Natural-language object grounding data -
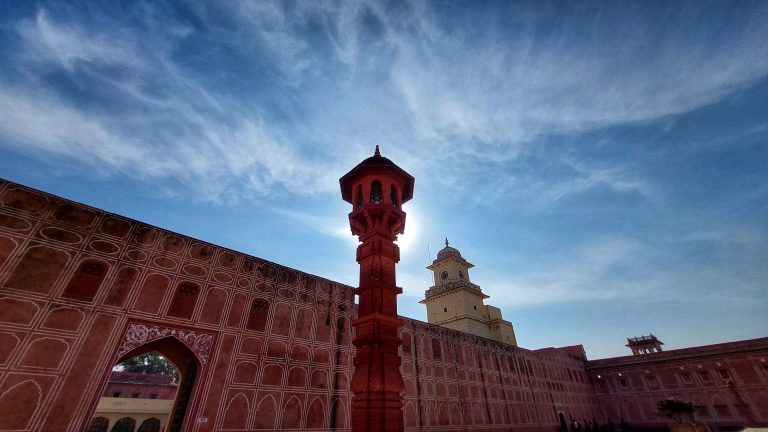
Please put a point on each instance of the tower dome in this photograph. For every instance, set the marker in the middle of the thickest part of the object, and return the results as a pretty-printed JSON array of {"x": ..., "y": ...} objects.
[{"x": 448, "y": 251}]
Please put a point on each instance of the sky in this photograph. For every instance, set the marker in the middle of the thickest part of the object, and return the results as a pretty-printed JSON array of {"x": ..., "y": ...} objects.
[{"x": 604, "y": 165}]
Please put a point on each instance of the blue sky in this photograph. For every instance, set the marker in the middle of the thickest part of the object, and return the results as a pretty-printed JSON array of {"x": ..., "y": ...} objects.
[{"x": 603, "y": 164}]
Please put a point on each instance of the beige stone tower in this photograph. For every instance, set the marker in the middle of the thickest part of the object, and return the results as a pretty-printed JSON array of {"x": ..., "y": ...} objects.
[{"x": 455, "y": 302}]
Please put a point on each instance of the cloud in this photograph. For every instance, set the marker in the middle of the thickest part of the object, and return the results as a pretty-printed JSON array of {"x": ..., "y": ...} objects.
[
  {"x": 510, "y": 82},
  {"x": 157, "y": 122},
  {"x": 238, "y": 99}
]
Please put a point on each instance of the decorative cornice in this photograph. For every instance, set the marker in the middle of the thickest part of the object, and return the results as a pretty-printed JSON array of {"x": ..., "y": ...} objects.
[{"x": 139, "y": 334}]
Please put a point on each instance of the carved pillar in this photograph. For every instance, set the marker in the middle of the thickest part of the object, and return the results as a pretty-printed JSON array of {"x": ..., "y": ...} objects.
[{"x": 377, "y": 188}]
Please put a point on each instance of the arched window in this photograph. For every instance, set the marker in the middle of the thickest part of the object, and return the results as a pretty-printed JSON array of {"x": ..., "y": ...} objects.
[
  {"x": 257, "y": 318},
  {"x": 125, "y": 424},
  {"x": 436, "y": 353},
  {"x": 151, "y": 424},
  {"x": 184, "y": 300},
  {"x": 99, "y": 424},
  {"x": 359, "y": 200},
  {"x": 86, "y": 281},
  {"x": 377, "y": 196}
]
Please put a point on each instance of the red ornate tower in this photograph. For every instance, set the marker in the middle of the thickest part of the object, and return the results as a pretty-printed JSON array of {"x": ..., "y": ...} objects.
[{"x": 377, "y": 188}]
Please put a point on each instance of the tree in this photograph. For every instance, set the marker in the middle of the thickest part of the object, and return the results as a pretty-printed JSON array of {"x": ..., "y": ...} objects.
[
  {"x": 150, "y": 363},
  {"x": 675, "y": 408}
]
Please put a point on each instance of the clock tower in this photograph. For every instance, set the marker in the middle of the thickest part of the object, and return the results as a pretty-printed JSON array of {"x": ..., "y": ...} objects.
[
  {"x": 377, "y": 188},
  {"x": 455, "y": 302}
]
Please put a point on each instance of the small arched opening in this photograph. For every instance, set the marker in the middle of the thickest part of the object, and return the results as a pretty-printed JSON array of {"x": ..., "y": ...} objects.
[
  {"x": 359, "y": 198},
  {"x": 377, "y": 195},
  {"x": 152, "y": 385},
  {"x": 393, "y": 199}
]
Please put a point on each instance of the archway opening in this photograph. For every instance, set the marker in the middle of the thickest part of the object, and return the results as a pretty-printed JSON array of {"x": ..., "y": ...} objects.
[{"x": 149, "y": 390}]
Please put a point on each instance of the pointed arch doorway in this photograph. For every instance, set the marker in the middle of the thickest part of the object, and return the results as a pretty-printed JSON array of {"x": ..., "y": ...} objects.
[
  {"x": 186, "y": 363},
  {"x": 188, "y": 367}
]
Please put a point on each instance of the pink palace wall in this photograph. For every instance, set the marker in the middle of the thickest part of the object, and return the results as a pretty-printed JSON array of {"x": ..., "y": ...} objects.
[{"x": 81, "y": 288}]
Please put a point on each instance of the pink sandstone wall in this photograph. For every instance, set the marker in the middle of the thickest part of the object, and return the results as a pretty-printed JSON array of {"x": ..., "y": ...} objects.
[
  {"x": 80, "y": 288},
  {"x": 728, "y": 383},
  {"x": 142, "y": 386}
]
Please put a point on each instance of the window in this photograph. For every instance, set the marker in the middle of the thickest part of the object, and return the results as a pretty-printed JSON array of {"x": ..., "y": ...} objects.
[
  {"x": 184, "y": 300},
  {"x": 359, "y": 199},
  {"x": 722, "y": 411},
  {"x": 724, "y": 374},
  {"x": 257, "y": 318},
  {"x": 377, "y": 196},
  {"x": 652, "y": 381},
  {"x": 436, "y": 352},
  {"x": 86, "y": 281},
  {"x": 703, "y": 411}
]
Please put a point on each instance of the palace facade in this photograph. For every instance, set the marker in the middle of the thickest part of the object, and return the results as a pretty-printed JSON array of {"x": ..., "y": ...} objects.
[{"x": 260, "y": 346}]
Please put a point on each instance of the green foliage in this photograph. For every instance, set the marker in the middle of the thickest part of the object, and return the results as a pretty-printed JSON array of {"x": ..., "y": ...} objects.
[
  {"x": 675, "y": 408},
  {"x": 150, "y": 363}
]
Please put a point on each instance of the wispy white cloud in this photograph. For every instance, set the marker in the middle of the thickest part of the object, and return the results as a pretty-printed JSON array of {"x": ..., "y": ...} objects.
[{"x": 174, "y": 127}]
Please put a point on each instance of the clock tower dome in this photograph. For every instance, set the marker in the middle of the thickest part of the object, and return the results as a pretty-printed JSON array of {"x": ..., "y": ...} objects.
[{"x": 455, "y": 302}]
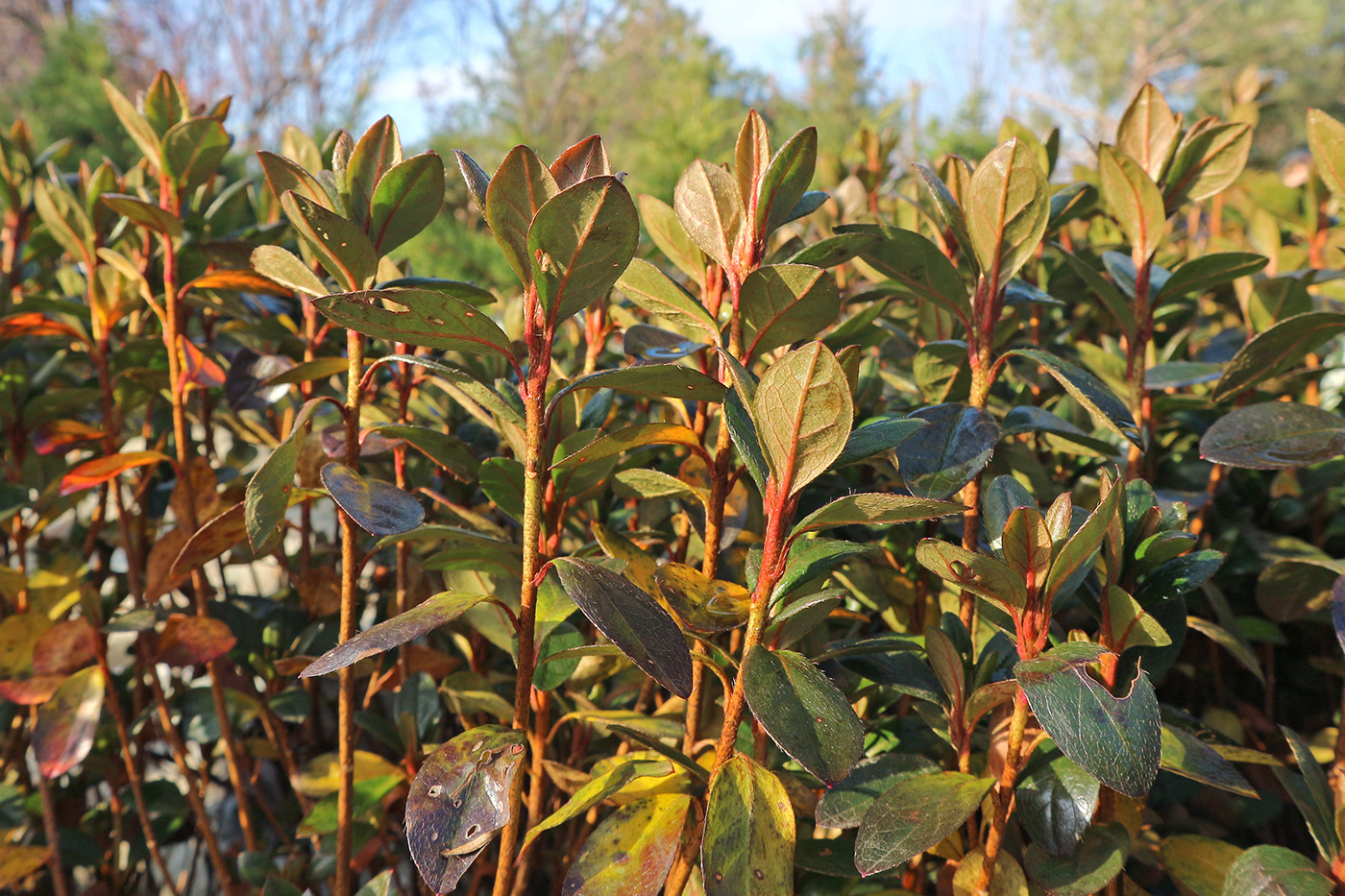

Instructions for the task - What is needed is an exact printout of all the entries, without the pictures.

Solution for this exercise -
Please put a point on each instance of the tower dome in this photograph. For every instance, set the marker in the middle of the thickest part of the object, and return the results as a pretty-printed JSON array of {"x": ..., "y": ...} objects.
[{"x": 448, "y": 251}]
Please put a point on each instance of the sky in this photograph. For every instance, set the marker in the middle of the thickest part of the object, and return the results as a pretty-printed JSON array of {"x": ..., "y": ...} objects.
[{"x": 604, "y": 165}]
Please put a point on each instance of the blue sky in this photograph. For every instance, set the marker in the middle of the thickest part of the object, and return the results as a pretty-printed JSON array of {"x": ..., "y": ...} objects.
[{"x": 603, "y": 164}]
Please put a point on each instance of the beige stone tower in this photograph. For every instance, set the marker in the middle of the thickest part of the object, and return the results as a pretty-printed JSON array of {"x": ..., "y": ...} objects.
[{"x": 455, "y": 302}]
Please put a point on each instance of the cloud in this photograph. For every instance, set the marker in the middle of the thickest part of the object, and return the results as a pretty-printed JSON array of {"x": ..., "y": ...} objects.
[
  {"x": 510, "y": 82},
  {"x": 157, "y": 122},
  {"x": 238, "y": 99}
]
Please put a point on each instance of the decorative cornice in this photograph. For every instance, set the marker in the middle of the thickest part of the object, and return the results as a pretty-printed JSON array of {"x": ..., "y": ...} objects.
[{"x": 139, "y": 334}]
Please put a point on each instance of the carved pillar in this photograph. For every instance, set the marker in the middle of the thickest part of the object, and return the results as a pretty-printed JSON array of {"x": ..., "y": ...} objects.
[{"x": 377, "y": 188}]
Please put a point on each instance of the arched window in this photograph. For every instance, set the marker in the middle of the thickest part of the object, and return the results as a pretty-printed JSON array of {"x": ..., "y": ...} objects.
[
  {"x": 257, "y": 318},
  {"x": 125, "y": 424},
  {"x": 436, "y": 353},
  {"x": 151, "y": 424},
  {"x": 184, "y": 300},
  {"x": 99, "y": 424},
  {"x": 359, "y": 200},
  {"x": 86, "y": 281},
  {"x": 377, "y": 196}
]
Please put a point on each instance of the red ornate tower in this photograph. For every instance, set the marker in the middle of the thickest part of the object, and return the results as a pretty-printed JSON array of {"x": ..., "y": ...} objects.
[{"x": 377, "y": 188}]
Please put a point on each instance of the tree in this photograph. For every instance, set the marker in the middle of the thickest part of the object, and return the results as a pretty-printed JSON array of {"x": ..., "y": ...} objects.
[
  {"x": 150, "y": 363},
  {"x": 675, "y": 408}
]
Please put a point on each instance of the clock tower in this photograph. For every instance, set the marker in the middle of the thickest part of the object, and return the results as a pretty-printed JSON array of {"x": ..., "y": ...} objects.
[
  {"x": 377, "y": 188},
  {"x": 455, "y": 302}
]
Please put a point on each instance of the small arched opening in this photograph. For every instance, set the marker in the middle of the thickest part of the object, and return the results as a pretty-printed JSON array of {"x": ..., "y": ...} objects.
[
  {"x": 359, "y": 198},
  {"x": 377, "y": 195},
  {"x": 152, "y": 385},
  {"x": 393, "y": 199}
]
Please put a point on each instance of the archway opening in this photograph. For every instance, set the marker in the middle of the thickest part of the object, and return the results as a pretty-printed JSON array of {"x": ..., "y": ...} objects.
[{"x": 149, "y": 390}]
Please put a point on each instance of the pointed arch doorway in this photograph. For every instance, set the marker in the middle of the thickest part of the object, and return the results as a pretty-printed JSON array of {"x": ..., "y": ...} objects.
[
  {"x": 186, "y": 363},
  {"x": 188, "y": 367}
]
Please put a point on each instance of the pink palace wall in this photograph. For every instance, set the marker in the middle of the thickest part of the object, and return the results as a pretty-printed JSON array of {"x": ..., "y": ...} objects.
[{"x": 81, "y": 288}]
Please put a point on each instance of the pink sandstone wall in this photograph. For every instance, set the marker in the middle of the thickest part of the object, and return the results as a pretty-printed JSON array of {"x": ..., "y": ...} objects.
[
  {"x": 80, "y": 288},
  {"x": 728, "y": 383},
  {"x": 142, "y": 386}
]
Please put a point on each instance of the window in this photograph. For every instance, set the marker in the middle of the thickest part of the object, and return the results as a pretty-printed JSON array of {"x": ..., "y": ...} objects.
[
  {"x": 184, "y": 300},
  {"x": 359, "y": 199},
  {"x": 722, "y": 411},
  {"x": 724, "y": 374},
  {"x": 257, "y": 318},
  {"x": 377, "y": 196},
  {"x": 652, "y": 381},
  {"x": 436, "y": 352},
  {"x": 86, "y": 281},
  {"x": 703, "y": 411}
]
Please put a point on each instance of the palace facade in this photograph. For every instance, set the marker in the middle of the thickest part of the object, and return the results as a pretty-printed JSON array of {"x": ..., "y": ...} objects.
[{"x": 260, "y": 346}]
Please put a point on each instance of the green foliage in this photograph. For every instance, set the marker in the middle of the thickest part of the object, and return the results as a pretty-printed JSON array of {"x": ..., "y": ...} objects.
[
  {"x": 675, "y": 408},
  {"x": 150, "y": 363}
]
Please put a point on each instance of the wispy white cloud in this photograph. For every instance, set the marker in the middle of the thickest part of the object, and return the results as a pretty-printed JSON array of {"x": ..., "y": ...} objects.
[{"x": 174, "y": 127}]
Please put a point on each instance of the clock tower dome in this photograph. For every instance, set the marker in the middle of the thickest part of the object, and return the results as a pretty-printed JSON array of {"x": ..., "y": ...} objects.
[{"x": 455, "y": 302}]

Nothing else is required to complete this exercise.